Task goal
Present every line of the data below as a numbered list, leaving out any blank lines.

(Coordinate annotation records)
start
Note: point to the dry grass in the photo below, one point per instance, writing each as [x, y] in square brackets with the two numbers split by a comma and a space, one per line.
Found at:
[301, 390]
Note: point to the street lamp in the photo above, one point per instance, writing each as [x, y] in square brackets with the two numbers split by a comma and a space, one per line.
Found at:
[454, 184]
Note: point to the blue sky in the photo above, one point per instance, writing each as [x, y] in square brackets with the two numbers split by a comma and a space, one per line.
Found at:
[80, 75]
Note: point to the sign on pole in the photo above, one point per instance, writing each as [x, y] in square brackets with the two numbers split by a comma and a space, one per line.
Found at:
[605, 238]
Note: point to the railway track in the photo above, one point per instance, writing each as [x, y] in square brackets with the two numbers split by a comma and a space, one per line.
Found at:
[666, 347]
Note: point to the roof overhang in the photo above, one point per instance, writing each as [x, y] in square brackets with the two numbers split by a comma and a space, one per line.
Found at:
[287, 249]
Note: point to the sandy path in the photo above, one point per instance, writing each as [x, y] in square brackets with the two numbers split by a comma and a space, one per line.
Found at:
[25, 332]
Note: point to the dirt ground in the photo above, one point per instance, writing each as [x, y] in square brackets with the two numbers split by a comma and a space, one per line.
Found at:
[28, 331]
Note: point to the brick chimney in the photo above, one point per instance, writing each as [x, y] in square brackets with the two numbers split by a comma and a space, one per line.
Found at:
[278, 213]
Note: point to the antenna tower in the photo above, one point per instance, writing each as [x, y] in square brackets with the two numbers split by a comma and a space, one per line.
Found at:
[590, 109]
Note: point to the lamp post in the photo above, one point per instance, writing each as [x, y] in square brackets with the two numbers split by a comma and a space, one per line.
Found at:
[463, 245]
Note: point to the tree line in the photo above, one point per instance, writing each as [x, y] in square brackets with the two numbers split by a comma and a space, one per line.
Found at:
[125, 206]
end
Response to the task
1. Note: point to the dry grass in the photo below, one point per instance, writing each as [x, y] in square brackets with the two numbers split by a comma and a space, one per line.
2. Found at:
3. [301, 390]
4. Note: point to the street lamp in the photo above, one point per instance, writing each as [x, y] in square brackets with the two numbers split by a comma and a space, one per line.
5. Found at:
6. [454, 184]
7. Note: point to the blue sky in the photo above, one point per instance, writing each as [x, y] in square brackets with the two numbers split by a comma and a space, one per line.
8. Found at:
9. [80, 75]
10. Note: point to the sign on pole in the photo above, one point per instance, writing each as [x, y] in square brackets with the two numbers split by a comma and a space, one per line.
11. Found at:
12. [605, 238]
13. Note: point to the railway track in the photo above, one point per instance, writing each as [x, y] in square brackets with the two numbers split by a comma and a space, one per line.
14. Found at:
15. [666, 347]
16. Note: point to the roof overhang in the photo above, one point per instance, writing each as [x, y] in square brackets with the two numbers split by a comma and a space, one per line.
17. Found at:
18. [287, 249]
19. Note: point to the sandy path in the photo above, one point per instance, writing each as [x, y] in square brackets with the two numbers split by a comma and a space, one per line.
20. Found at:
21. [25, 332]
22. Note: point to the dirt ground in the photo above, one point per instance, writing each as [x, y] in square brackets with the two numbers split by a comma and a space, one per line.
23. Found at:
24. [28, 331]
25. Note: point to the brick chimney in the photo above, one point per instance, writing each as [x, y] in square brackets with the two numbers split by a comma and a space, one per line.
26. Found at:
27. [278, 213]
28. Note: point to the antenna tower in the photo above, one point per instance, writing each as [x, y] in square brackets with the two numbers split by a comma and a space, one per line.
29. Found at:
30. [590, 109]
31. Note: point to the lamp post in the photo above, one point per instance, writing each as [x, y] in square brackets with the two numbers split by a comma and a space, one per line.
32. Found at:
33. [463, 245]
34. Note: point to the tree line in the photo above, one point per instance, writing each as [x, y] in square brackets with the two numbers split by a comma and a space, one per line.
35. Found at:
36. [125, 206]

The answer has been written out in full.